The line containing "like [365, 191]." and every line after it, through the last, are to be extracted exactly; no other lines belong in the answer.

--- start ---

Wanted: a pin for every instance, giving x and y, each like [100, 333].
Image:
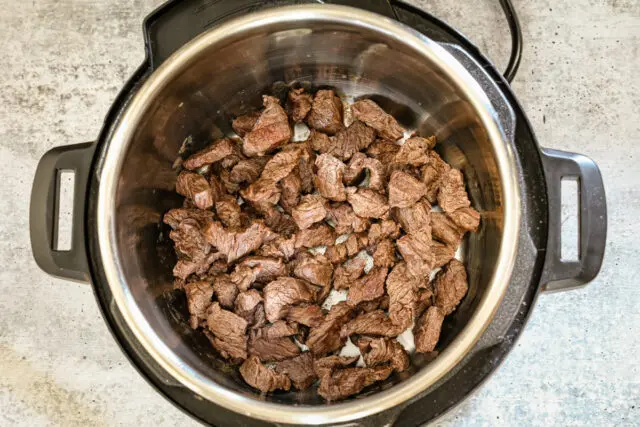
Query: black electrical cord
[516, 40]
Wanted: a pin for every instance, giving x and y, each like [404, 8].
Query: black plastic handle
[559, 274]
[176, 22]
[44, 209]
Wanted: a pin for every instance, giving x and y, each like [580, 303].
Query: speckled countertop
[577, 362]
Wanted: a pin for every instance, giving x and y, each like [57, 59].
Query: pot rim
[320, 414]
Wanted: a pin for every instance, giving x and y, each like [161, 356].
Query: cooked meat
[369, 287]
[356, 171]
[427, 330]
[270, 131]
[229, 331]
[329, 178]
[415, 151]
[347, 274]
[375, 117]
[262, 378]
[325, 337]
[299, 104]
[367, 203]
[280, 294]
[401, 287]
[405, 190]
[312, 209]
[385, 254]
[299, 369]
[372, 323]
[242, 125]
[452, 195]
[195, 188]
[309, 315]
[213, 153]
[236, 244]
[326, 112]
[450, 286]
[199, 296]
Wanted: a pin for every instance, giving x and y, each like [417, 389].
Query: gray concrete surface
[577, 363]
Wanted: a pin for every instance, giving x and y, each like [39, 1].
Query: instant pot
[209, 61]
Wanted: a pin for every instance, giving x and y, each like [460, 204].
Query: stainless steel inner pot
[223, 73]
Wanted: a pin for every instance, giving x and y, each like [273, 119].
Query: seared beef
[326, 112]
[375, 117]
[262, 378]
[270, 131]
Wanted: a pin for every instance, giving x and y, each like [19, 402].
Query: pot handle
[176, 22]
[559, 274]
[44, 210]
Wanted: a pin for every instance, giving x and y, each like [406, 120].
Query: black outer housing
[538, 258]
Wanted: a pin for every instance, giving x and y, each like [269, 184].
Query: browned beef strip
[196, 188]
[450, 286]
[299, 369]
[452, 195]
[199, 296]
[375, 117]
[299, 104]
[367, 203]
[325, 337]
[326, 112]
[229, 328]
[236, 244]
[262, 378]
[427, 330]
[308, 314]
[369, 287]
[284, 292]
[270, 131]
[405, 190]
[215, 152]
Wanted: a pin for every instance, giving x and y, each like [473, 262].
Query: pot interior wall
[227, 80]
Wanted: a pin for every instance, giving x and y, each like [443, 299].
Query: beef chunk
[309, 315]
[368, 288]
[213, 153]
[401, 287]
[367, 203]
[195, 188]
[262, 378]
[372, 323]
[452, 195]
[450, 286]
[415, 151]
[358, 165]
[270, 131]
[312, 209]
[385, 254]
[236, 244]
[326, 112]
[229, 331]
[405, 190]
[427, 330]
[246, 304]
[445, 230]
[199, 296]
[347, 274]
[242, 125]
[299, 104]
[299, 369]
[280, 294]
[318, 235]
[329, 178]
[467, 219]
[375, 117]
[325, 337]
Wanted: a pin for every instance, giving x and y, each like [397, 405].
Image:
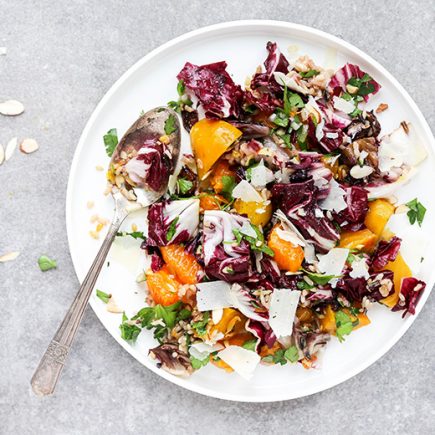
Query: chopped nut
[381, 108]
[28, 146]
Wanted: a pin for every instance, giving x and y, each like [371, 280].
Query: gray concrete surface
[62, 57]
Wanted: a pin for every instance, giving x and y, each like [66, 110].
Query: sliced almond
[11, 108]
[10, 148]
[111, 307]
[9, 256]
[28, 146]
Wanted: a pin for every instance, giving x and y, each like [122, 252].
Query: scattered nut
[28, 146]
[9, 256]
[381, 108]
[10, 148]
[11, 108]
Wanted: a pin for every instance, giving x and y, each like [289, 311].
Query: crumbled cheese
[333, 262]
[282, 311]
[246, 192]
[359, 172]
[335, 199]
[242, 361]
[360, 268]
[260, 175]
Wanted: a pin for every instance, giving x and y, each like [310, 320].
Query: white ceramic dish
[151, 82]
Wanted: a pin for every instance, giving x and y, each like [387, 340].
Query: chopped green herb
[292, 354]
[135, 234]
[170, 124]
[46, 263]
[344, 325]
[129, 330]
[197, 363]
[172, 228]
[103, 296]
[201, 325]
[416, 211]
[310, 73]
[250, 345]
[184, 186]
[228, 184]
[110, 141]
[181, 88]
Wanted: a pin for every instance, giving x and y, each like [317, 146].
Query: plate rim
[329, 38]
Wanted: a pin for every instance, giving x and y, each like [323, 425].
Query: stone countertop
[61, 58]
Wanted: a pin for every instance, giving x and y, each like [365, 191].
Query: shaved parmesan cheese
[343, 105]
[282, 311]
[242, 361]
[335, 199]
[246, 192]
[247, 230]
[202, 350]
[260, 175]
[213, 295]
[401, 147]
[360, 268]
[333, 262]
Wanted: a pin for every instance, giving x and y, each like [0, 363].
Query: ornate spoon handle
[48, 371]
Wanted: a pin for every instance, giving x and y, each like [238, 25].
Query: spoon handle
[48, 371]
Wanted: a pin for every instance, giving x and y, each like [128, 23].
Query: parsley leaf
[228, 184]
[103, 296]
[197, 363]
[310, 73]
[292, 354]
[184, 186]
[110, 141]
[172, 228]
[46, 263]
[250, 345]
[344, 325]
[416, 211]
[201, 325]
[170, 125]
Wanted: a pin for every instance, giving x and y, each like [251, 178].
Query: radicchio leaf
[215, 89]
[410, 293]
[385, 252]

--- end ---

• The output:
Wanted: a pin for every instance, giving x and y, each like [365, 191].
Query: shaved parmesan cheese
[343, 105]
[282, 311]
[242, 361]
[335, 199]
[246, 192]
[247, 230]
[202, 350]
[260, 175]
[213, 295]
[401, 147]
[360, 268]
[333, 262]
Wanted: a pin for every instance, giving x and y, each like [0, 363].
Query: ornate spoon handle
[48, 371]
Wanted: a pin for every instance, giving x and y, each like [238, 25].
Query: spoon handle
[48, 371]
Wanted: a pin for every instance, giving x and y, each like [128, 23].
Query: parsley leaf
[228, 184]
[103, 296]
[197, 363]
[310, 73]
[292, 354]
[184, 186]
[110, 141]
[172, 228]
[46, 263]
[250, 345]
[344, 325]
[416, 211]
[201, 325]
[170, 125]
Wanted: a pin for every instance, giving x and y, each like [251, 178].
Query: radicchio leaf
[215, 89]
[410, 293]
[385, 252]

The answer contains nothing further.